Scan the entries below and say how many lines contain "utility". Write only the number.

==== INPUT DATA

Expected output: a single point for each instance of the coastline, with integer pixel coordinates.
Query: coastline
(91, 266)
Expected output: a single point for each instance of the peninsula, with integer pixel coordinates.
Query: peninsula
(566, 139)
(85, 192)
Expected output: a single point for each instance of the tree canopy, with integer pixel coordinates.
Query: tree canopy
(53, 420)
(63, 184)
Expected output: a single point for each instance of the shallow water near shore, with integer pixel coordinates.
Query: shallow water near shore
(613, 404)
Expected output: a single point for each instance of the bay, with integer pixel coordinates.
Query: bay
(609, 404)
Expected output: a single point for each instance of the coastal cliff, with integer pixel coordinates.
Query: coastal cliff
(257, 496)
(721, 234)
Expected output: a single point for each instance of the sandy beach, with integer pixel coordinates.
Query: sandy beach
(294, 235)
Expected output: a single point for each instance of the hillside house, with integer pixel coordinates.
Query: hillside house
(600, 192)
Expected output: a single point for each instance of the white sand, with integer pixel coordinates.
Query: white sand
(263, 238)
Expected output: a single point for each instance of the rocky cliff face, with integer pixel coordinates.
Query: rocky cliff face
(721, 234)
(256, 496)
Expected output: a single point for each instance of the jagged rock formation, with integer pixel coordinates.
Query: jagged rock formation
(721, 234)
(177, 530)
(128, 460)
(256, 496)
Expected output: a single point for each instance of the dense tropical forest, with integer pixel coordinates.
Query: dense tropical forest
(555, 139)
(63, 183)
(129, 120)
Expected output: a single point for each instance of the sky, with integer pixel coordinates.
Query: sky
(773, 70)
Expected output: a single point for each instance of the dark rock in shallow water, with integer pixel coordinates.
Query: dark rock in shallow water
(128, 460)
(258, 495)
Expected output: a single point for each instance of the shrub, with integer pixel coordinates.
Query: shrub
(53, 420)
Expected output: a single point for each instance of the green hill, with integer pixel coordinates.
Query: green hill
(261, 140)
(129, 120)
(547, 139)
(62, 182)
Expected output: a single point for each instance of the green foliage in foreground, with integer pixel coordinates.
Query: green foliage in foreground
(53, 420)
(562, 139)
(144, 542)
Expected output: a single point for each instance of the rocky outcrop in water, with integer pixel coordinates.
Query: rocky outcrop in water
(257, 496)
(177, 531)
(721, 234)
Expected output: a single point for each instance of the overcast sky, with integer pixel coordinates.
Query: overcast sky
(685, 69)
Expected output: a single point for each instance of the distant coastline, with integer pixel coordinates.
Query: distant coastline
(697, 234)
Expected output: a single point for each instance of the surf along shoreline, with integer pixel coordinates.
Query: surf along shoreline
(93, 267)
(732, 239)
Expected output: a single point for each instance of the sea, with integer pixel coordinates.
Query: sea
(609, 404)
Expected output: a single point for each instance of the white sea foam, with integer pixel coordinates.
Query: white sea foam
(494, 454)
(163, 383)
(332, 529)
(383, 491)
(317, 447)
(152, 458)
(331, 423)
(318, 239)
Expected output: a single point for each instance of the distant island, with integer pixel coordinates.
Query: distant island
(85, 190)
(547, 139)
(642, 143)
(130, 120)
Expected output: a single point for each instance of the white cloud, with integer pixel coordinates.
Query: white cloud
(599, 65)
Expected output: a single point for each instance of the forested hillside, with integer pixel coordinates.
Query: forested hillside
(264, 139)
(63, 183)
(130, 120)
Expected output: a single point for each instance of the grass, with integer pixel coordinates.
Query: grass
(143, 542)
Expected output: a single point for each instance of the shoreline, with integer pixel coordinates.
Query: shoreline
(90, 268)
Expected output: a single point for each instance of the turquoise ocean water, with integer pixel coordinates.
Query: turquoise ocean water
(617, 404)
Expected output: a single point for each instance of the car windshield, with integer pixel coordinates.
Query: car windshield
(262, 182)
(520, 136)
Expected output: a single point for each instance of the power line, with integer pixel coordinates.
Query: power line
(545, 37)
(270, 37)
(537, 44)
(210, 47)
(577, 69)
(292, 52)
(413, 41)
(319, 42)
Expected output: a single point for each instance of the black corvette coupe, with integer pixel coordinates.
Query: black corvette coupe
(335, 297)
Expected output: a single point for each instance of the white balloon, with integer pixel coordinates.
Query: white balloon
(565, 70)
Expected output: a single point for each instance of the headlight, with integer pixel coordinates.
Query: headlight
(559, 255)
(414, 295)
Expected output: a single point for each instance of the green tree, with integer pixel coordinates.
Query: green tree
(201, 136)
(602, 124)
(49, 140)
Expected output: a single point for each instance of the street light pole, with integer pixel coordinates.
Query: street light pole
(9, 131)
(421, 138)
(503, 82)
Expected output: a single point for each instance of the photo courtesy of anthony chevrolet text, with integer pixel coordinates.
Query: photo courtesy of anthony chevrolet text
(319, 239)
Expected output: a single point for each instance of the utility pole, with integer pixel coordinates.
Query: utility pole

========

** WRITTEN SOLUTION **
2